'''

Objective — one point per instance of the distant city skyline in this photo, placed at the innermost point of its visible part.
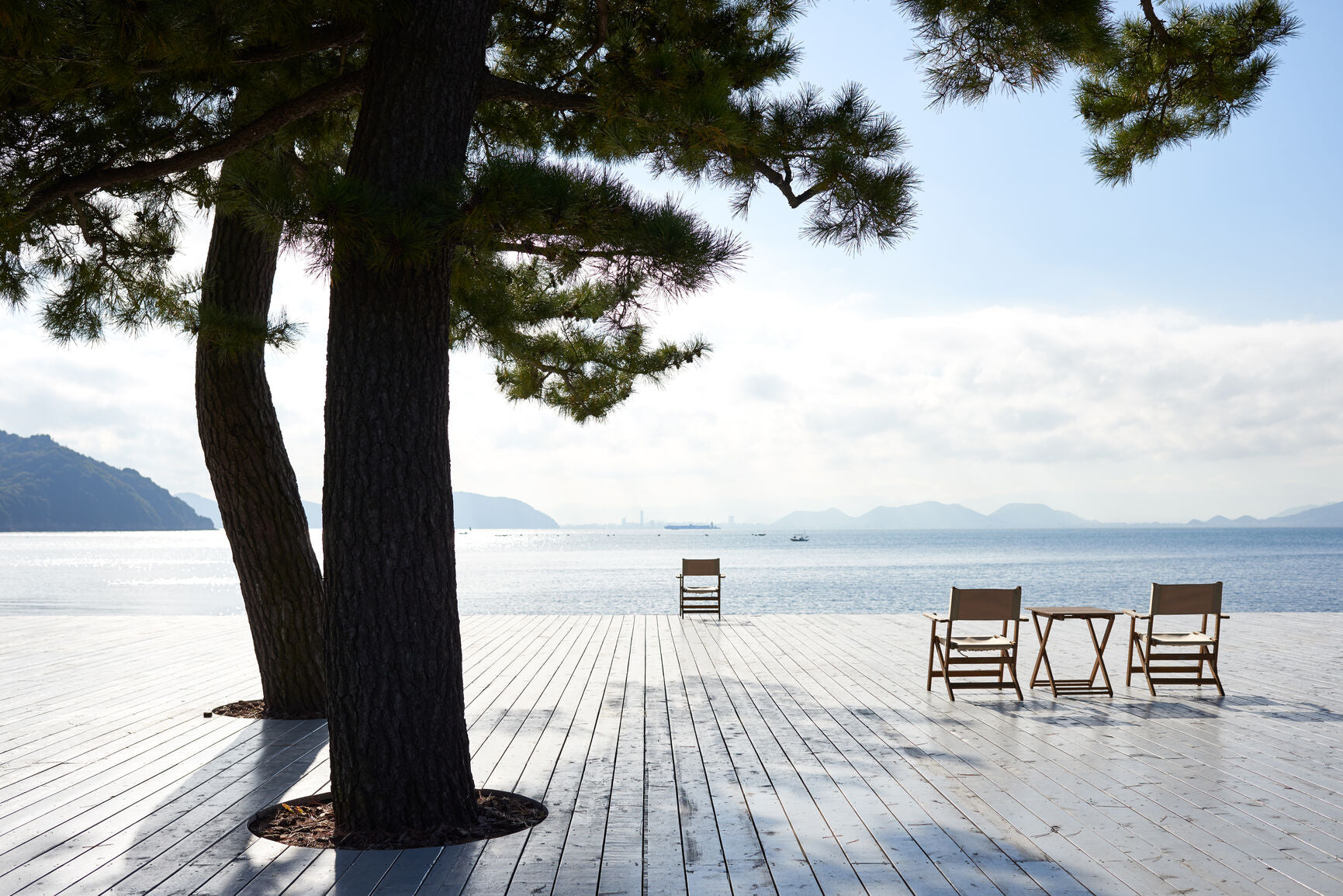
(1166, 351)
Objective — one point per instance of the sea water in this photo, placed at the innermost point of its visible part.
(634, 570)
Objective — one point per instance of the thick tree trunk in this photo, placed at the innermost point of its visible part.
(254, 483)
(400, 759)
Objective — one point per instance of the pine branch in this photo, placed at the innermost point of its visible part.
(1153, 19)
(316, 100)
(784, 185)
(496, 88)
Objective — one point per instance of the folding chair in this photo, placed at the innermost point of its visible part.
(1172, 600)
(977, 605)
(704, 598)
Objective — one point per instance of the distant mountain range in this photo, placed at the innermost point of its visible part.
(470, 510)
(46, 486)
(933, 515)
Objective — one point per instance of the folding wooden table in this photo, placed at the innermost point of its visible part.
(1073, 685)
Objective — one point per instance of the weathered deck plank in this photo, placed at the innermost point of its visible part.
(744, 756)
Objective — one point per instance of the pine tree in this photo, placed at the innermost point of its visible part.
(470, 213)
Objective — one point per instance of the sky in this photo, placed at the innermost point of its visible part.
(1154, 352)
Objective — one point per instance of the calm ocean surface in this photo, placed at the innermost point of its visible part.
(633, 571)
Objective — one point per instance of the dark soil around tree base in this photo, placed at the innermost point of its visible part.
(257, 710)
(312, 821)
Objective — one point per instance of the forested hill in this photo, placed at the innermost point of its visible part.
(49, 488)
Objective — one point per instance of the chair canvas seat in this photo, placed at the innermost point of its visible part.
(978, 642)
(1181, 638)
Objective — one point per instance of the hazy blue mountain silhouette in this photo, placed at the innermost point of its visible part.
(472, 510)
(933, 515)
(46, 486)
(1326, 516)
(1036, 516)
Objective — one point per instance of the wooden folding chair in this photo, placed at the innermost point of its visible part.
(977, 605)
(700, 598)
(1172, 600)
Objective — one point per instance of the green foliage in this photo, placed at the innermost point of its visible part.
(970, 47)
(1146, 84)
(112, 116)
(1168, 84)
(104, 85)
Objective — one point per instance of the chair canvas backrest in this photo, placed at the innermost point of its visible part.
(700, 567)
(1186, 600)
(985, 604)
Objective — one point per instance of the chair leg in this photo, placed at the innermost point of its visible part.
(946, 668)
(1212, 664)
(1133, 635)
(1146, 656)
(933, 644)
(1012, 668)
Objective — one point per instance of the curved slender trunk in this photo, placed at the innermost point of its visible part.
(399, 752)
(254, 483)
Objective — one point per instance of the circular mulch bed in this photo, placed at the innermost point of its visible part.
(257, 710)
(310, 821)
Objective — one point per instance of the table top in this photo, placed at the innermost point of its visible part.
(1078, 613)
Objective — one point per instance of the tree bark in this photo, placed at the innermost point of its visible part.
(399, 751)
(254, 483)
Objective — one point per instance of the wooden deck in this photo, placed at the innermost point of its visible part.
(751, 756)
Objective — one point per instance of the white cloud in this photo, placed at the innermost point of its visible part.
(806, 402)
(1133, 415)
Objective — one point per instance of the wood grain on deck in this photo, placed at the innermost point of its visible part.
(791, 754)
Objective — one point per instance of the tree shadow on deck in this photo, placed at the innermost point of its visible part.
(198, 832)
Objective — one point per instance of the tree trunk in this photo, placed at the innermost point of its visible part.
(399, 752)
(254, 483)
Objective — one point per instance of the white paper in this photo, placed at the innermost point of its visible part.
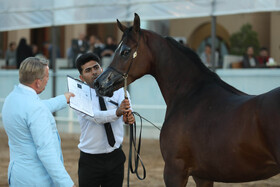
(82, 100)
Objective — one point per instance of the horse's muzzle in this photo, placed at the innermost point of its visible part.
(107, 83)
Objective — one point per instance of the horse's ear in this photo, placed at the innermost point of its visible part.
(121, 26)
(136, 24)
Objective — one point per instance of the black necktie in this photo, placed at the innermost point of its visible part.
(108, 128)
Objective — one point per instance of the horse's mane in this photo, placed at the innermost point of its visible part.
(194, 57)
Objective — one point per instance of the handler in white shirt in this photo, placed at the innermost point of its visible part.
(101, 164)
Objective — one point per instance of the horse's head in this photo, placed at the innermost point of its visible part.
(130, 60)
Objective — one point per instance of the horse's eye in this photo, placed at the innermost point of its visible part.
(125, 52)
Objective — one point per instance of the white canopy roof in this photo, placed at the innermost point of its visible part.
(22, 14)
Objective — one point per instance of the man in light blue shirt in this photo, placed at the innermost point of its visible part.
(35, 150)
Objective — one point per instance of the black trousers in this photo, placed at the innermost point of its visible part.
(105, 170)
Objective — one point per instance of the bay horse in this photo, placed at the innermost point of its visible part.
(211, 131)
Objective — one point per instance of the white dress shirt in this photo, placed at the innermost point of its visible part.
(93, 137)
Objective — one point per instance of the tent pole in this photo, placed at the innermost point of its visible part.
(213, 38)
(53, 60)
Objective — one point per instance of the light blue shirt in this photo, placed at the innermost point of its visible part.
(35, 150)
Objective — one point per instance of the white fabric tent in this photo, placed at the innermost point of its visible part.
(23, 14)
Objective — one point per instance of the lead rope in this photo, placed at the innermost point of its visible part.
(132, 141)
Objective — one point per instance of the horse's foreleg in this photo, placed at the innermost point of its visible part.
(174, 174)
(203, 183)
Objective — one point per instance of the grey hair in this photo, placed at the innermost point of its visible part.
(32, 68)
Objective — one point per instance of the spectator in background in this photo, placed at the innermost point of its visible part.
(79, 46)
(48, 46)
(206, 56)
(249, 60)
(11, 55)
(263, 58)
(23, 51)
(36, 52)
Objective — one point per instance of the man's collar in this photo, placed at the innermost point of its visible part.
(26, 88)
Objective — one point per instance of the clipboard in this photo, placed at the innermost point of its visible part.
(82, 101)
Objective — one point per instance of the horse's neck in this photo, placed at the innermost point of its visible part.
(174, 74)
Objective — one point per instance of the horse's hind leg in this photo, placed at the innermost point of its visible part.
(203, 183)
(175, 175)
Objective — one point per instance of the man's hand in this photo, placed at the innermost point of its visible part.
(128, 118)
(68, 95)
(123, 108)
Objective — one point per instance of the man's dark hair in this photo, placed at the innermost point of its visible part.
(82, 59)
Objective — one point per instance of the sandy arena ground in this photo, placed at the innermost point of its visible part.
(150, 154)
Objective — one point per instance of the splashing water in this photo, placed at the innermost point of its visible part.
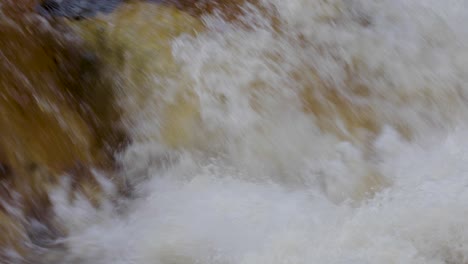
(334, 135)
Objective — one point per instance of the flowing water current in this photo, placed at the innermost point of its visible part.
(304, 131)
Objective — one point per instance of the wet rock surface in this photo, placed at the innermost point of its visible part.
(77, 9)
(57, 110)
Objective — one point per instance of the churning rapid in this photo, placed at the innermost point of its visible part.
(294, 131)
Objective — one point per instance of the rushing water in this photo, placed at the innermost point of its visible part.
(304, 131)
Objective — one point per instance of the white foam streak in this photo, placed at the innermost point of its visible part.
(267, 184)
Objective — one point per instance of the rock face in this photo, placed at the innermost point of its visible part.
(77, 8)
(57, 117)
(59, 89)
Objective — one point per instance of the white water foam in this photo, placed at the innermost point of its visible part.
(266, 184)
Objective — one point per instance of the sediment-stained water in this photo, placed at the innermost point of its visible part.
(300, 131)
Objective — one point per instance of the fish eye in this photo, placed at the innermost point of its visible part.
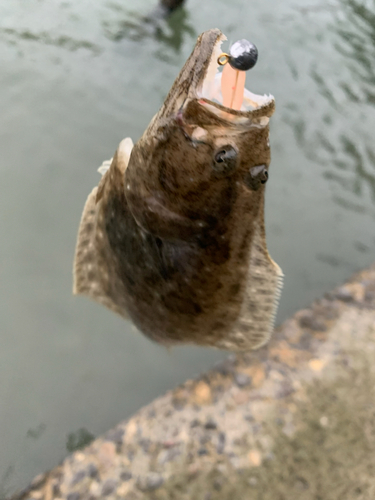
(257, 175)
(225, 160)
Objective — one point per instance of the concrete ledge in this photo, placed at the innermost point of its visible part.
(294, 420)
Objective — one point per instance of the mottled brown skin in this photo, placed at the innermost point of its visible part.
(172, 237)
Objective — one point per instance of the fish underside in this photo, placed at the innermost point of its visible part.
(173, 236)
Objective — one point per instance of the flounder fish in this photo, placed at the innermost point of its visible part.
(173, 236)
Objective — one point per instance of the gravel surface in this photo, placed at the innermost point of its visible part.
(293, 420)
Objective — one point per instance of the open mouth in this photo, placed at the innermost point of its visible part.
(209, 91)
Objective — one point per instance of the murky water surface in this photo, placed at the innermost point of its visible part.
(77, 77)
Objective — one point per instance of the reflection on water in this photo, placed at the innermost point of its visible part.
(168, 30)
(93, 73)
(37, 432)
(342, 140)
(62, 41)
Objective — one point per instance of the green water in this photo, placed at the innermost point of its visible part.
(76, 78)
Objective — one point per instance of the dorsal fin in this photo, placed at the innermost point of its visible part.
(258, 311)
(89, 275)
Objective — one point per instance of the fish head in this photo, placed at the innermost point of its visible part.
(198, 158)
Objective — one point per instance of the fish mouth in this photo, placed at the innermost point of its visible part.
(195, 96)
(208, 92)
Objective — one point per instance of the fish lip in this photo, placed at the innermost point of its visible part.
(190, 91)
(253, 104)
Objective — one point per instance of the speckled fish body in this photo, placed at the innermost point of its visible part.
(173, 237)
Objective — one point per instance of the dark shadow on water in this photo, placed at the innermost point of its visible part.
(79, 439)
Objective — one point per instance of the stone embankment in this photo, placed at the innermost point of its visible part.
(294, 420)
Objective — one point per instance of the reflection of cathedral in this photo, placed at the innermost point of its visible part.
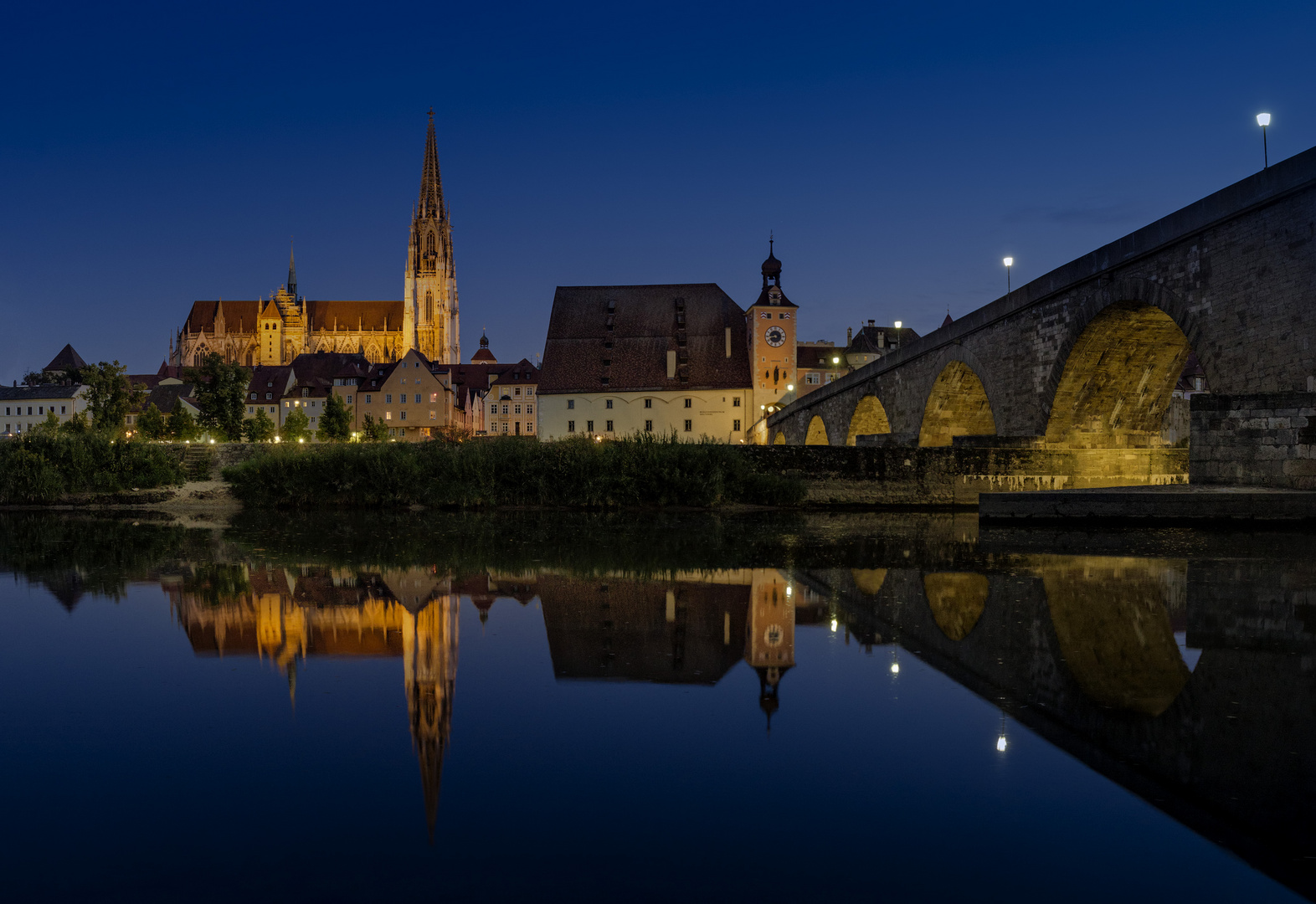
(278, 329)
(285, 614)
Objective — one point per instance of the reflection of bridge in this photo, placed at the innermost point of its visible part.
(1083, 359)
(1082, 649)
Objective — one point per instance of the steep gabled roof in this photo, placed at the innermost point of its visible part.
(642, 326)
(66, 361)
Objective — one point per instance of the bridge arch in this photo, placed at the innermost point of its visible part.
(959, 402)
(1113, 382)
(817, 433)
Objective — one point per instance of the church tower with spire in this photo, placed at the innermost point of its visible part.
(429, 301)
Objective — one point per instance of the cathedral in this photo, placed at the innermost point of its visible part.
(278, 329)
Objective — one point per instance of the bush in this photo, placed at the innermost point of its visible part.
(508, 471)
(39, 467)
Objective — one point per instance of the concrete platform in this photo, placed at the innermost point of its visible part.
(1159, 504)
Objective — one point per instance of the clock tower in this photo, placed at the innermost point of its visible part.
(771, 340)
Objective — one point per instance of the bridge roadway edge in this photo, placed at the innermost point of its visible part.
(1252, 193)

'''

- _DIRECTIVE_
What are the lines from the one with "Objective — one point per instance of the cathedral" through the last line of the records above? Quote them exactly and add nothing.

- _TASK ANSWER_
Objective — one point per instance of the cathedral in this photo, placed at the innermost point of its visible part.
(278, 329)
Objective — one point per instance of the bush in this photo, placed at the innermost point of its visible part.
(508, 471)
(39, 467)
Objective — one point per instance of the concrete platform in this photo, placed at the innermost point of its visible part.
(1159, 504)
Objective — one point per instance of the clock tower in this photo, placed at the innermost point of its visible part.
(771, 340)
Objective — one point per instance of the bridge roadway edge in this photo, placed at the innermost point of its visible part.
(1252, 193)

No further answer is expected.